--- Begin Supplied information ---

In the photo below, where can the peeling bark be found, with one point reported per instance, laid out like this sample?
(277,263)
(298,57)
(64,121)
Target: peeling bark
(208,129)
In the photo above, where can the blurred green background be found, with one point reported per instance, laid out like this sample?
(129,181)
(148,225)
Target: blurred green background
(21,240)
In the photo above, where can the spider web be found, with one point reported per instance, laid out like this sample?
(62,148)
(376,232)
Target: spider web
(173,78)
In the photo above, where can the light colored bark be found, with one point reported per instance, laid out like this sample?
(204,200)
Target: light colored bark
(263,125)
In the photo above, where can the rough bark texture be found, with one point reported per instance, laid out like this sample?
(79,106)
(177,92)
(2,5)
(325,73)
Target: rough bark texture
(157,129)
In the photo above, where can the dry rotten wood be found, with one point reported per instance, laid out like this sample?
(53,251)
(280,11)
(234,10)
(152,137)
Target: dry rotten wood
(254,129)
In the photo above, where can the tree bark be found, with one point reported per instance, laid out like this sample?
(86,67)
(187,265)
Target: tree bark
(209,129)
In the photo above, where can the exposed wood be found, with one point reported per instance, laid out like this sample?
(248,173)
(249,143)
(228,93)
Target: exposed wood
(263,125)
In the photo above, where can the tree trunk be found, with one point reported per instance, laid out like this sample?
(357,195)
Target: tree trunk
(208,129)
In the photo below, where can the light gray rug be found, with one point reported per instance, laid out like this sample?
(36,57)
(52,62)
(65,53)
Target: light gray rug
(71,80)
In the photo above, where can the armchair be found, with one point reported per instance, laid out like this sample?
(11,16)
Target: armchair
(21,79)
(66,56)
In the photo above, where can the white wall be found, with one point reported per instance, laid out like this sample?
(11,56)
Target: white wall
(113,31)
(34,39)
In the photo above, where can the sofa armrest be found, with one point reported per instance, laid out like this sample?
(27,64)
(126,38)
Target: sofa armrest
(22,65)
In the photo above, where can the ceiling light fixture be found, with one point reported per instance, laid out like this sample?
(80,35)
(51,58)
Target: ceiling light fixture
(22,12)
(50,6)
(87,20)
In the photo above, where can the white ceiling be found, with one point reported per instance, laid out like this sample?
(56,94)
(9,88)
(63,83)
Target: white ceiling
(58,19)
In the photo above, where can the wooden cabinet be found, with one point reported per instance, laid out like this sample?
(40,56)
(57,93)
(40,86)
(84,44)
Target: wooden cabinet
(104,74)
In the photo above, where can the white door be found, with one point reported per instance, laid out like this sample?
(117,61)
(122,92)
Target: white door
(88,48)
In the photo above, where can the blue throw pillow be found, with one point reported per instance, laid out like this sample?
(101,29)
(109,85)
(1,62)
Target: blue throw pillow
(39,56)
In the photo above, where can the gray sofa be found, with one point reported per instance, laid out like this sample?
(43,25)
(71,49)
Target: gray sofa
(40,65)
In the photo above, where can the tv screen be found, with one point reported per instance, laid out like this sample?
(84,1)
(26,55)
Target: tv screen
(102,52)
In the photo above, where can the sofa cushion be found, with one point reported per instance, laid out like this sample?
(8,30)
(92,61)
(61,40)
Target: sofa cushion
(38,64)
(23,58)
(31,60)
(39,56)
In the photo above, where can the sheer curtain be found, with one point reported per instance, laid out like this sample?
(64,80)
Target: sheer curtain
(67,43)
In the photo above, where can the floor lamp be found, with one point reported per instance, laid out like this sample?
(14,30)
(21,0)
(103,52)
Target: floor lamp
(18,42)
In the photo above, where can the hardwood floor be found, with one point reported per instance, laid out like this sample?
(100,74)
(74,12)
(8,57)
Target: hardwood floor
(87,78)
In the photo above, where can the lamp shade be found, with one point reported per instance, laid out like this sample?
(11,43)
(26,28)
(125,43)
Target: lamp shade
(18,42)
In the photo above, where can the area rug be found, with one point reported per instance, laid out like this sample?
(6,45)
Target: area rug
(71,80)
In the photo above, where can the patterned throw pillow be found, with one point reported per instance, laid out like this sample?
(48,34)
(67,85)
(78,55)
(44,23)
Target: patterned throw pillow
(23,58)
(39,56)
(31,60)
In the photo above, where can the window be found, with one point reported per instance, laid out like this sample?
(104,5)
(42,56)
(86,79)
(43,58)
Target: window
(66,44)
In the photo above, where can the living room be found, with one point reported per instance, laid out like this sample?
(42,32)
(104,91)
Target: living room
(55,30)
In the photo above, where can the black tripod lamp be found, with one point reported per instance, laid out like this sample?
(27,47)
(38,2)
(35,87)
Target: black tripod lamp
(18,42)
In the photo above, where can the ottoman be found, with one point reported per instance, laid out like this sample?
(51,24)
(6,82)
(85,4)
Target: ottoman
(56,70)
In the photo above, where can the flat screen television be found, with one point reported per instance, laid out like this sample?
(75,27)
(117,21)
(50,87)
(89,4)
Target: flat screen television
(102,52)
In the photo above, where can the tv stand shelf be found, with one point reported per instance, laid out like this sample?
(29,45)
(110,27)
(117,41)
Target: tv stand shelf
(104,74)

--- End Supplied information ---

Directions for this task: Write down all the entries again without a single difference.

The completed task:
In the photo below, where can the peeling bark be found, with one point reported per instance, laid out like this sample?
(277,263)
(298,57)
(64,121)
Target: peeling bark
(208,129)
In the photo above, where can the blurred green background be found, with one point reported per instance, laid out like this sample?
(129,181)
(148,225)
Target: blurred green background
(21,240)
In the photo above, where can the spider web be found, with one point reported per instance, laid out like this sample?
(62,148)
(376,232)
Target: spider web
(173,78)
In the photo above, where can the light colored bark be found, with one point reported per instance, laid out like this sample?
(204,200)
Target: light colored bark
(263,125)
In the photo above, where can the rough bark texture be found, with one point reported per instance, laid out like this sample?
(79,106)
(177,92)
(2,5)
(325,73)
Target: rough bark texture
(157,129)
In the photo above, where can the dry rotten wood be found, with one point reported per instance, laid out like this sample?
(53,251)
(280,11)
(234,10)
(152,137)
Target: dry rotten wood
(254,129)
In the photo above, where can the tree bark be found, with one point reported per instance, laid out like this sample?
(86,67)
(187,265)
Target: tree bark
(209,129)
In the photo above, where can the exposed wood be found, with one point reported per instance, laid out like this sample?
(248,173)
(249,143)
(228,93)
Target: exposed wood
(263,125)
In the photo above, where can the tree trunk be found, with one point reported per instance, laid out like this sample?
(357,195)
Target: tree trunk
(208,129)
In the photo below, where can the light gray rug be found, with one point reported per instance, laid out like this sample?
(36,57)
(52,62)
(65,53)
Target: light gray rug
(71,80)
In the photo above, where can the armchair be found, with one point reported per instance, laid out like this sample?
(11,16)
Target: armchair
(21,79)
(66,56)
In the photo above, where can the white wall be found, with one point reported per instance, laid out like this sample?
(11,56)
Target: white wall
(113,31)
(34,39)
In the photo above, where can the sofa armrest be found, with one point reported per instance, laid out like this sample?
(27,64)
(126,38)
Target: sofa armrest
(22,65)
In the photo above, where can the ceiling light fixture be found, with one point reported per instance, laid out like this sample?
(80,35)
(51,58)
Target: ceiling light fixture
(22,12)
(50,6)
(87,20)
In the photo above, where can the white ceiling be found, with one point reported per instance, laid out like this sample?
(56,94)
(9,88)
(63,83)
Target: white ceiling
(58,19)
In the photo above, where can the wooden cabinet be found, with one point reported per instance, laid out like this sample?
(40,56)
(57,93)
(40,86)
(84,44)
Target: wooden cabinet
(104,74)
In the photo above, where can the white door be found, with one point reported per instance, laid out like this sample?
(117,61)
(122,92)
Target: white door
(88,48)
In the photo above, where can the blue throw pillow be found, with one point reported per instance, laid out like this sample?
(101,29)
(109,85)
(1,62)
Target: blue throw pillow
(39,56)
In the photo above, where can the gray sofa be found, with one point reported per instance, laid out like this sample?
(43,25)
(71,49)
Target: gray sofa
(40,65)
In the photo above, where can the tv screen be found, with one point reported per instance, laid out like this sample?
(84,1)
(26,55)
Target: tv screen
(102,52)
In the photo above, where can the sofa cushion be found, with one point reported per instance, laid out like this sample?
(8,30)
(92,61)
(61,40)
Target: sofa cushion
(38,64)
(23,58)
(31,60)
(39,56)
In the photo above, where can the sheer curtain be found, with one point reported per instance, laid out like this sample?
(64,80)
Target: sheer curtain
(67,43)
In the photo above, where can the floor lamp be found, with one point reported per instance, laid out like this sample?
(14,30)
(21,0)
(103,52)
Target: floor lamp
(18,42)
In the photo above, where can the hardwood floor be found, with one point reported per instance, laid out like this sample?
(100,74)
(74,12)
(8,57)
Target: hardwood floor
(87,78)
In the photo above, where can the lamp shade be found, with one point reported per instance, laid out like this sample?
(11,43)
(26,28)
(125,43)
Target: lamp shade
(18,42)
In the photo above, where can the area rug be found, with one point reported per instance, laid out like this sample?
(6,45)
Target: area rug
(71,80)
In the photo above, where can the patterned throw pillow be found, with one point reported per instance, laid out like this sample?
(48,34)
(67,85)
(78,55)
(44,23)
Target: patterned throw pillow
(23,58)
(39,56)
(31,60)
In the photo above, where can the window be found, with one point reported per instance, laid out like this sample?
(104,5)
(42,56)
(86,79)
(43,58)
Target: window
(66,44)
In the photo above, where can the living room be found, with one point reported per instance, laid out like this sample?
(42,32)
(104,91)
Target: living room
(55,30)
In the photo above, where can the black tripod lamp be found, with one point reported per instance, laid out like this sample?
(27,47)
(38,2)
(35,87)
Target: black tripod lamp
(18,42)
In the photo above, where can the ottoman be found, with one point reported per instance, laid out like this sample?
(51,24)
(6,82)
(85,4)
Target: ottoman
(56,70)
In the photo above, where can the flat screen television be found, with one point reported per instance, laid out like this sample?
(75,27)
(117,21)
(50,87)
(89,4)
Target: flat screen television
(102,52)
In the photo above, where can the tv stand shelf be found, with one point reported per instance, laid out like this sample?
(29,45)
(110,27)
(117,41)
Target: tv stand shelf
(104,74)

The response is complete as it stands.